Required work> Express everything in the records below from the line containing "Segment the utility" down to the line containing "[[[160,59],[158,59],[158,77],[160,78]]]" as a Markdown table with the columns Row and Line. Number each line and leave out any blank lines.
= = = = =
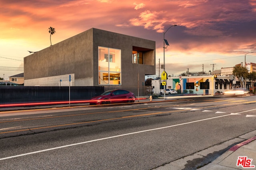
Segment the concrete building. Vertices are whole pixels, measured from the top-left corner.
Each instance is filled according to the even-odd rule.
[[[24,83],[24,73],[10,76],[9,77],[9,81],[18,84],[23,84]]]
[[[155,41],[92,28],[24,58],[24,86],[104,86],[143,95]]]

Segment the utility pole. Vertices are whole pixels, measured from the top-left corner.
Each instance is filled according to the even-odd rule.
[[[160,59],[158,59],[158,77],[160,78]]]
[[[213,69],[214,68],[214,65],[216,64],[211,64],[211,65],[212,65],[212,72],[213,72]]]
[[[204,74],[204,64],[203,64],[203,76]]]

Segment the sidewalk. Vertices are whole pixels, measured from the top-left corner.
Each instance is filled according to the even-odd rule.
[[[256,136],[231,147],[200,170],[256,169]]]

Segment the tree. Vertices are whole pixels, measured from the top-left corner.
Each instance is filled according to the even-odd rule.
[[[248,80],[251,82],[251,87],[252,87],[252,91],[254,91],[254,83],[256,82],[256,72],[250,72],[248,74]]]
[[[52,35],[53,35],[53,34],[54,34],[54,33],[55,33],[55,32],[56,32],[56,31],[55,31],[55,29],[54,28],[53,28],[52,27],[50,27],[50,28],[49,28],[49,33],[50,33],[50,41],[51,42],[51,46],[52,45],[52,39],[51,39],[51,37],[52,36]]]
[[[247,69],[240,65],[236,66],[233,68],[233,75],[236,77],[238,80],[241,82],[242,87],[243,87],[243,83],[245,79],[248,76]]]

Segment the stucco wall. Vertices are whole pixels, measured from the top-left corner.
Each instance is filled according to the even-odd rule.
[[[73,74],[77,80],[74,86],[92,86],[92,31],[84,32],[25,57],[24,85],[33,85],[28,81],[30,79]]]
[[[70,74],[74,86],[102,86],[98,84],[99,46],[121,50],[122,84],[105,86],[105,89],[125,89],[136,95],[138,89],[143,91],[145,75],[156,73],[155,42],[95,28],[25,57],[24,86],[45,84],[49,77],[58,81],[52,86],[58,86],[62,75]],[[134,46],[151,50],[144,52],[144,64],[132,63]]]

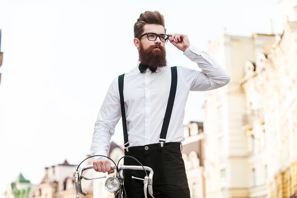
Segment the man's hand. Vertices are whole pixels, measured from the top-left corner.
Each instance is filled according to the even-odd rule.
[[[174,34],[168,34],[169,41],[179,50],[185,52],[190,46],[190,41],[188,36],[185,34],[175,33]]]
[[[99,158],[93,162],[94,170],[102,173],[108,172],[108,175],[114,173],[114,170],[111,169],[110,162],[105,158]]]

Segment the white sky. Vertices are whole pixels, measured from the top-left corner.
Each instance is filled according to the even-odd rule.
[[[89,154],[110,83],[136,66],[133,25],[141,13],[159,11],[167,33],[187,34],[203,50],[224,27],[231,34],[267,33],[272,18],[281,33],[277,1],[0,0],[0,193],[20,172],[37,184],[45,167],[78,164]],[[166,46],[170,66],[198,68]],[[204,95],[190,93],[185,124],[202,120]],[[122,143],[121,125],[114,137]]]

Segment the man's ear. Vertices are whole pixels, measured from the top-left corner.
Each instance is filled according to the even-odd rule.
[[[139,48],[140,46],[140,41],[137,38],[134,38],[134,40],[133,41],[134,42],[134,45],[135,45],[135,47],[137,48]]]

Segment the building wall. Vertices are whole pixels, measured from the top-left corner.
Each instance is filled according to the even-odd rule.
[[[283,35],[225,34],[209,45],[231,81],[208,92],[203,107],[207,198],[297,192],[296,5],[279,3],[291,19]]]

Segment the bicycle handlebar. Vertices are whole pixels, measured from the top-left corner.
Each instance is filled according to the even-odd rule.
[[[91,165],[87,165],[84,167],[83,167],[79,171],[75,171],[75,189],[76,190],[76,198],[79,198],[78,193],[80,193],[82,195],[84,196],[87,195],[87,193],[84,192],[82,189],[81,186],[81,179],[84,179],[87,180],[91,180],[95,179],[100,179],[100,178],[106,178],[106,176],[97,178],[87,178],[84,176],[83,176],[83,173],[84,171],[88,170],[88,169],[94,169],[94,166]],[[112,169],[116,169],[116,167],[114,165],[111,165],[111,168]],[[149,174],[148,176],[146,176],[144,179],[142,179],[141,178],[135,178],[132,176],[133,179],[140,179],[142,180],[144,180],[144,191],[145,193],[145,196],[147,198],[147,188],[148,187],[148,194],[151,197],[153,197],[152,195],[152,177],[153,175],[153,170],[148,166],[130,166],[130,165],[124,165],[121,164],[119,164],[118,166],[118,171],[121,173],[124,170],[144,170],[144,169],[146,171],[149,171]]]

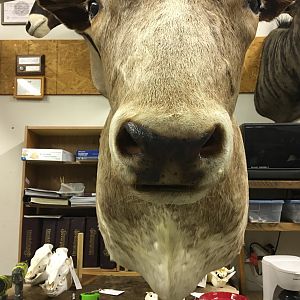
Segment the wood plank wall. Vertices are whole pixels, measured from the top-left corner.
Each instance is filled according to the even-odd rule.
[[[249,48],[243,67],[241,92],[252,93],[259,70],[263,38]],[[95,95],[88,48],[81,40],[0,41],[0,95],[12,95],[16,55],[45,54],[46,95]]]

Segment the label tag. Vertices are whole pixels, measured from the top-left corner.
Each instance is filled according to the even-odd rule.
[[[112,290],[112,289],[99,289],[99,293],[105,294],[105,295],[112,295],[112,296],[119,296],[123,294],[125,291],[118,291],[118,290]]]

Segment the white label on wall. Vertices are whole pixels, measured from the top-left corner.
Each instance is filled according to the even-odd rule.
[[[26,66],[25,70],[26,72],[40,72],[41,68],[40,66]]]
[[[19,57],[19,65],[40,65],[40,57]]]

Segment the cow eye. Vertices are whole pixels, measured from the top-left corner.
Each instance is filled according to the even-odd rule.
[[[255,13],[258,14],[260,11],[261,1],[260,0],[247,0],[250,9]]]
[[[89,15],[90,18],[93,19],[98,11],[100,10],[100,5],[96,0],[90,0],[88,4],[88,10],[89,10]]]

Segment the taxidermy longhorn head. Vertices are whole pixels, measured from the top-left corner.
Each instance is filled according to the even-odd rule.
[[[267,16],[284,1],[264,2]],[[160,299],[181,300],[243,245],[248,183],[233,112],[261,2],[37,3],[85,38],[111,104],[97,178],[111,258]]]

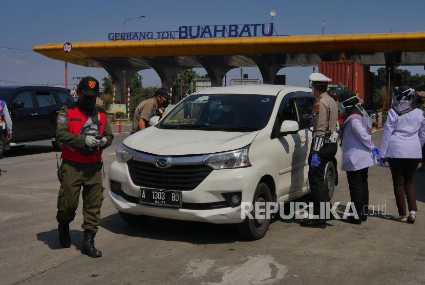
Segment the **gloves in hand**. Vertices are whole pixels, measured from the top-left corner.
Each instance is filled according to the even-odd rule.
[[[107,139],[105,137],[102,138],[99,142],[97,144],[98,147],[103,147],[106,145]]]
[[[86,137],[86,144],[89,147],[97,146],[100,142],[100,140],[96,139],[92,135],[88,135]]]
[[[382,155],[381,155],[381,151],[379,150],[379,149],[378,149],[376,146],[375,146],[373,149],[372,150],[372,153],[373,153],[376,157],[382,157]]]
[[[318,160],[317,154],[313,154],[311,157],[311,168],[315,169],[320,165],[321,161]]]
[[[379,163],[381,167],[385,167],[385,157],[381,157],[379,158]]]

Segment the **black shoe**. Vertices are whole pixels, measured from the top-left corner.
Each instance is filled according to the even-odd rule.
[[[312,219],[307,221],[303,221],[300,224],[301,227],[307,228],[319,228],[320,229],[326,228],[326,221],[320,220],[314,220]]]
[[[90,257],[100,257],[102,256],[102,252],[94,247],[95,236],[96,232],[87,230],[84,231],[84,240],[82,241],[81,253],[87,254]]]
[[[362,225],[362,220],[360,219],[356,219],[352,216],[350,216],[348,218],[345,220],[346,222],[349,222],[354,225]]]
[[[71,236],[69,235],[69,224],[59,223],[57,225],[59,231],[59,242],[62,248],[71,247]]]

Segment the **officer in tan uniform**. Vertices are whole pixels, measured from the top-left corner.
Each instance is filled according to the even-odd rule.
[[[425,117],[425,91],[419,91],[418,94],[418,100],[420,102],[419,109],[422,110],[423,116]],[[425,145],[422,147],[422,165],[420,166],[416,171],[425,171]]]
[[[155,91],[154,97],[145,100],[137,106],[134,111],[131,134],[149,127],[151,118],[158,115],[158,109],[165,109],[169,100],[174,101],[169,96],[166,88],[159,88]]]
[[[316,103],[310,117],[313,139],[308,157],[308,179],[313,199],[313,213],[320,215],[321,202],[330,202],[325,177],[326,165],[332,161],[337,150],[338,107],[327,92],[329,82],[332,79],[315,73],[310,75],[310,80],[312,82],[311,90]],[[325,218],[312,218],[301,222],[301,226],[325,229],[326,221]]]

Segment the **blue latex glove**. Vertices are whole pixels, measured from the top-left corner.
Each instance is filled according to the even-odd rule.
[[[379,163],[381,167],[385,167],[385,157],[381,157],[379,158]]]
[[[381,151],[378,148],[378,147],[375,146],[373,149],[372,150],[372,153],[373,153],[376,157],[382,157],[381,155]]]
[[[311,168],[315,169],[320,165],[321,161],[318,160],[317,154],[313,154],[311,157]]]

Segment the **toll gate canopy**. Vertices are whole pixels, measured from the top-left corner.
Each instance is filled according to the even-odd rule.
[[[205,68],[211,86],[216,87],[229,70],[241,67],[258,67],[263,83],[271,84],[284,67],[356,62],[366,68],[385,66],[392,90],[398,66],[425,65],[425,32],[73,43],[69,52],[64,45],[33,50],[54,59],[104,68],[114,79],[117,100],[123,99],[124,76],[150,68],[162,87],[169,89],[176,76],[187,68]]]

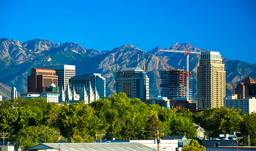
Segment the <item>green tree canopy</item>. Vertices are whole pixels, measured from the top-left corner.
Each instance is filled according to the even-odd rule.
= = = = =
Exercise response>
| Row | Line |
|---|---|
| 1 | Segment the utility pole. Vertices are whole pixels, measured from the top-left corner. |
| 2 | Each instance is filled according to the even-odd rule. |
| 3 | [[[160,59],[158,59],[158,77],[160,78]]] |